--- Start Excerpted data ---

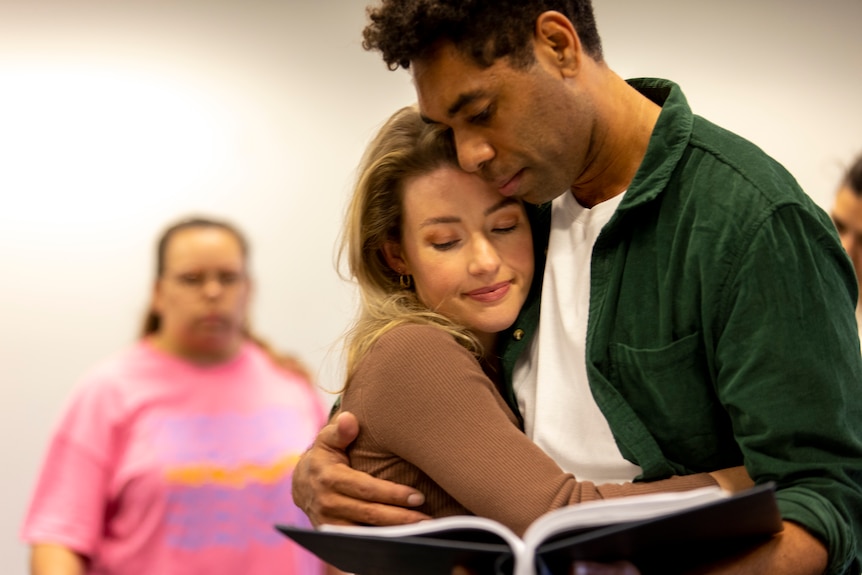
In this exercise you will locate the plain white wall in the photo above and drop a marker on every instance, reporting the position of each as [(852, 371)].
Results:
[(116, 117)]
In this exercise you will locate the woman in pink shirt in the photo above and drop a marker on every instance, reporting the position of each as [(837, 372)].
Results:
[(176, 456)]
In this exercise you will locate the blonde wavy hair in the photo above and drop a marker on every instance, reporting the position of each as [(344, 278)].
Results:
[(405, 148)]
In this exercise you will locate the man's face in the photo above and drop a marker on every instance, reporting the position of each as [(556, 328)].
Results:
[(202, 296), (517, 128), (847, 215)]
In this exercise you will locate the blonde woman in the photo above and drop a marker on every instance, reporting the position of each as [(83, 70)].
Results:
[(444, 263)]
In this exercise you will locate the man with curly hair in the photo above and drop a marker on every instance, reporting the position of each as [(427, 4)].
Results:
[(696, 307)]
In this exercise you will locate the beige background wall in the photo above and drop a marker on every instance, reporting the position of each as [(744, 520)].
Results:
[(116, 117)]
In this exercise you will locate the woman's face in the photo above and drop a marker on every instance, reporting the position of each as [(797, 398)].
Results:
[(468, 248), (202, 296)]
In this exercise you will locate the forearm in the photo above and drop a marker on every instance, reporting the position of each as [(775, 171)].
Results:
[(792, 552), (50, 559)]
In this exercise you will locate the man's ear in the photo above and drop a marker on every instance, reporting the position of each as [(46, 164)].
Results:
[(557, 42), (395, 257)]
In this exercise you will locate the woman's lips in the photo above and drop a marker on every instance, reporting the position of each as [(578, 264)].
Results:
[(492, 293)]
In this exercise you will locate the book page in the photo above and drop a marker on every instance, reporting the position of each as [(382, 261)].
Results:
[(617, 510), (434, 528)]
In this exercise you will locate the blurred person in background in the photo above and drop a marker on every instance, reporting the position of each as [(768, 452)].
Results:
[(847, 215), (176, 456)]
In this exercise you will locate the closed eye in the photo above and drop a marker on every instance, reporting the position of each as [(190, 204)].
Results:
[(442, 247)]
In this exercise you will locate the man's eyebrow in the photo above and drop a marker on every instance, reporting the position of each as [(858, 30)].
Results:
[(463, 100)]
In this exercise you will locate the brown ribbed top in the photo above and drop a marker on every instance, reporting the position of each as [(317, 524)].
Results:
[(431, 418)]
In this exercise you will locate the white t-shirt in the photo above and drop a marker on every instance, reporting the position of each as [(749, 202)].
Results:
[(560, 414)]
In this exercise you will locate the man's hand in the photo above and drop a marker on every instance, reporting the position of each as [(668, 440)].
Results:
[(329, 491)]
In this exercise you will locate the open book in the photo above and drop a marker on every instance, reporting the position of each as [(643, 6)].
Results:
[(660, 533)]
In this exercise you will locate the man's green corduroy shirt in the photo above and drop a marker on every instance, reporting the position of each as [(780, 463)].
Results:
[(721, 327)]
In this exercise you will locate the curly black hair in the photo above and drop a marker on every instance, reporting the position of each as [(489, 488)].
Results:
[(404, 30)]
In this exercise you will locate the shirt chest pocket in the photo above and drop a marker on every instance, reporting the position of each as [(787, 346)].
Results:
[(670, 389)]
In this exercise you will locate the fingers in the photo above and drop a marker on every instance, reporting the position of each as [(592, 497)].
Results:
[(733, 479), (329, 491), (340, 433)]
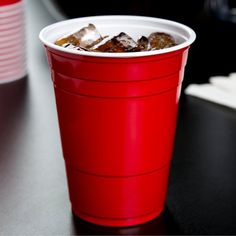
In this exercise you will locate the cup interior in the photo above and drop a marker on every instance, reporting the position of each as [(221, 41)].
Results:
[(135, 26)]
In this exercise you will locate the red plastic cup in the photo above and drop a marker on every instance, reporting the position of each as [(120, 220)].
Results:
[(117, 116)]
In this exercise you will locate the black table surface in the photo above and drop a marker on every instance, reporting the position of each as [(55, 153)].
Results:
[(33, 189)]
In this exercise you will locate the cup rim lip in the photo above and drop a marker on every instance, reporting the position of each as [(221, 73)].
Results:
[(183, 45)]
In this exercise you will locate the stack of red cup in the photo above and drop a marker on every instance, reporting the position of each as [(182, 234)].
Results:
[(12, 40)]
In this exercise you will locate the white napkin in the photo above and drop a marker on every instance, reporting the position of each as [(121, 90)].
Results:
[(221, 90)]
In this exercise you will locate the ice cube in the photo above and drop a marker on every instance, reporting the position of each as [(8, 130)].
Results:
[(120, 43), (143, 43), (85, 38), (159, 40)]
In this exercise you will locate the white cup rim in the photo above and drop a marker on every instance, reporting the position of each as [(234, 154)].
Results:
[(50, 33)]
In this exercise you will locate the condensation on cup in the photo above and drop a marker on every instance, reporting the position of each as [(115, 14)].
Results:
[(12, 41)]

--- End Excerpted data ---

Aim: Rewrite every one of the items above with "drop a marker" changed to "place a pin" and nothing else altered. Omit the pictures.

Exercise solution:
In this exercise you will locate the plain white wall in the photo above and place a pin on every instance, reporting the position of each as [(852, 371)].
Results:
[(116, 117)]
In this exercise you will locate the woman in pink shirt in the photo above and place a pin on every instance, reporting the position of each as [(837, 372)].
Results:
[(176, 456)]
In this exercise you will locate the blonde wavy hair in the photo above and place a pin on every instance, reporting the position of each as [(344, 278)].
Results:
[(405, 148)]
In this exercise you will locate the man's face in the photo above and place a pin on every instance, reporting the position of each as [(556, 328)].
Results:
[(202, 296), (517, 128), (847, 215)]
In this exercise you will locate the blonde woman in the photo above and place a pin on every instance, reporting the position of each as [(83, 70)].
Results:
[(444, 263)]
In this exercise you will locate the man with curly hair in the photo above and place a pin on every instance, reporting the position of each as [(427, 4)].
Results:
[(696, 307)]
In this exercise you will locate the beige background wall in the photo above and place a pin on every instance, reporting the position of each as [(744, 520)].
Results:
[(116, 117)]
In this exercise you will locate the woman's face in the photo above and place a pin on every instance, reporting the position of each as [(797, 398)].
Results:
[(468, 248), (202, 296)]
In this exercise you will locate the forearm in the photo above and place a pin on every instance, reporting the position of each as [(775, 171)].
Results:
[(792, 552), (50, 559)]
In this exercise you will locate the man's ear in the photo above and place a pin on every instance, reporting the position of each as [(46, 164)].
Results:
[(557, 42), (395, 257)]
In this exercise you will locate the woman's lips in the photo above and place a pin on every instance, reporting the position of each as [(578, 264)].
Results:
[(492, 293)]
In this exercise you will locate the book page in the photo above and place a pin on every instance, reporting the position of each as [(382, 261)].
Results:
[(617, 510), (434, 528)]
In this exercise you will locate the blurred person in background in the photo above and place a pin on every instance, reporting the position of each as [(768, 452)].
Results:
[(847, 215), (176, 456)]
In this exercise you will locate the closed eye in the photo above and place a pin on every instance, reporting the position of each as [(190, 204)].
Results:
[(442, 247)]
In this exercise you will locate the man's eyebrow in the photo above and place a pin on every instance, reporting the position of each as [(858, 30)].
Results:
[(463, 100)]
In this exercise you will locate the brown ribbed top in the photo above and place a pin on every instance, reporting the position of each as [(317, 524)].
Results:
[(431, 418)]
In this exercise you will locate the white t-shirt in the photo above and place a pin on every instance, reporting the position of each as [(749, 202)].
Results:
[(560, 414)]
In this exercise you will locate the man's hand in the photo above and place a pin on every instance, reporting the position of each as [(668, 440)].
Results:
[(329, 491)]
In this exercise you will locate the open book in the photo above and place a pin on every instance, reporting the position of each as [(643, 6)].
Results:
[(660, 533)]
In this exercise you will locate the man's green corduroy shirt in the photo above and place a pin on every instance, reporting the position of each as [(780, 463)].
Results:
[(721, 327)]
In this exercise you will locate the curly black hair in the photo above and place a pin on every instance, reporting the position of each as [(489, 488)].
Results:
[(404, 30)]
In this exercise you will locate the shirt chest pocket in the photo above and place a pin on every instance, reporting the position of each as [(787, 346)].
Results:
[(670, 389)]
In this exercise you will locate the fingers in the photo above and place a pin on every instance, reporting the position of each as [(592, 497)].
Results:
[(733, 479), (329, 491), (340, 433)]
In this exercise you will locate the cup interior in the photo above and place a pin on every instance, reporting the position of each as [(221, 41)].
Results:
[(135, 26)]
In this exercise you will locate the red plastic cup in the photo above and place a pin on every instance, reporting the position of each as [(120, 220)].
Results:
[(117, 116)]
In this exercise you will locate the black table surface in the photo above and place a pin on every instance, reporting the position of each as [(55, 153)].
Results:
[(33, 189)]
In this exercise you will locate the cup rim lip in the photo above and place a pin on every instance, reporting the position of each as [(221, 73)].
Results:
[(183, 45)]
In this exercise you will locate the stack of red cup in the photo above and place a pin on every instance, reporting the position of each as [(182, 234)].
Results:
[(12, 40)]
In this exercise you will locate the white napkin in the photo above and place a pin on every instance, reporting the position of each as [(121, 90)].
Results:
[(221, 90)]
In this exercise you will locate the ice cube in the photo above and place a pin on every instance, reporting the position of each as [(8, 130)].
Results:
[(120, 43), (143, 43), (85, 38), (159, 40)]
In this exercise you will locate the white cup rim in the photo above and place a pin on every instance, reporting the position of each as [(234, 154)].
Results:
[(50, 33)]
In this exercise you will locate the condensation on cup in the photo above and place a pin on every instance, reporting the position of each as [(115, 14)].
Results:
[(12, 41)]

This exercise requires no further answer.